> _YOUR TASK_:
Only a number is wanted here: the count of lines in the entries below that contain the word "riverbank".

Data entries
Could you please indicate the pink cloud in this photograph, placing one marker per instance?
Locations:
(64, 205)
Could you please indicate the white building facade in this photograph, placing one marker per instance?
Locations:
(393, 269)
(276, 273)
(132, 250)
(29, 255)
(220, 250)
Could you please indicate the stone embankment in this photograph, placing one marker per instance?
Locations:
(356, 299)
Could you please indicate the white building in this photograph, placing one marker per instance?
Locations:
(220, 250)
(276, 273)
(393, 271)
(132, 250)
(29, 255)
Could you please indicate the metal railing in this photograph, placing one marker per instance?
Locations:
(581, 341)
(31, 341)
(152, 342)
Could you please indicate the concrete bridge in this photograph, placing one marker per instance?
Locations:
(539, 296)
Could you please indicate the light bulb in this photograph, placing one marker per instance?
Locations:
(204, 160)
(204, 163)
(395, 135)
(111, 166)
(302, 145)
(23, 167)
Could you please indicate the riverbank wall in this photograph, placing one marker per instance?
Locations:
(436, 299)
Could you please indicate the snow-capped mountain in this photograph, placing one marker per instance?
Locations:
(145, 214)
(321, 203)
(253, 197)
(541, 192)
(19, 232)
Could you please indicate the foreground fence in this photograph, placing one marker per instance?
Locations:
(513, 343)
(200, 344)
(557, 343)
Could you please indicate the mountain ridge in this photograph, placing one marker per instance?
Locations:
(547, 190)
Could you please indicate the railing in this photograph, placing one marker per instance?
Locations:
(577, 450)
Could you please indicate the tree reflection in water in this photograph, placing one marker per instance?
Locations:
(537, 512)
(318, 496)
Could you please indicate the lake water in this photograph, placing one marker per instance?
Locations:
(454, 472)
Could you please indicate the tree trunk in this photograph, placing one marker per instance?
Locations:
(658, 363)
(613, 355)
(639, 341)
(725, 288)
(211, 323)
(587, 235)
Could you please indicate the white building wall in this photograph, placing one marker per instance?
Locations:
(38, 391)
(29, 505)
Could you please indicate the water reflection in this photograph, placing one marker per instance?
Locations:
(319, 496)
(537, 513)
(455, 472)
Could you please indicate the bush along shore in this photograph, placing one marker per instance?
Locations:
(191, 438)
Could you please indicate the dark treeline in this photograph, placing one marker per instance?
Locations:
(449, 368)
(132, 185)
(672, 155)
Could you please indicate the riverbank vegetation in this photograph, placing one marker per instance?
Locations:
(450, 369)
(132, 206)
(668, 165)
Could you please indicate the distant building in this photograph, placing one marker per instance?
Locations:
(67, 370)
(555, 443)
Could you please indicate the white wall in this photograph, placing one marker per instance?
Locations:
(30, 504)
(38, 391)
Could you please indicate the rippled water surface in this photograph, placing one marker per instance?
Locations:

> _EXERCISE ANSWER_:
2